[To be done] Retype each of the following items line for line, omitting the pictures from your answer.

[Dataset records]
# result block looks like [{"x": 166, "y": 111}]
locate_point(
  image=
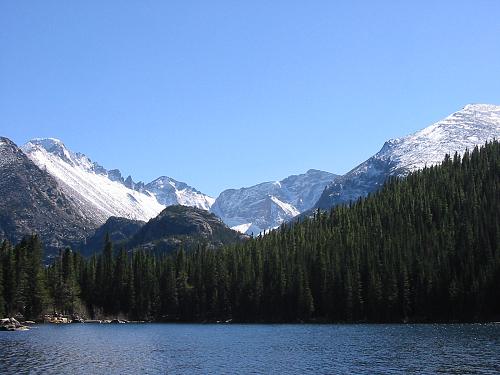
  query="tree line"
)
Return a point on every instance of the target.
[{"x": 422, "y": 248}]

[Task response]
# result block looks like [{"x": 166, "y": 111}]
locate_point(
  image=
  query="tree line"
)
Return a point on every instance of the target.
[{"x": 422, "y": 248}]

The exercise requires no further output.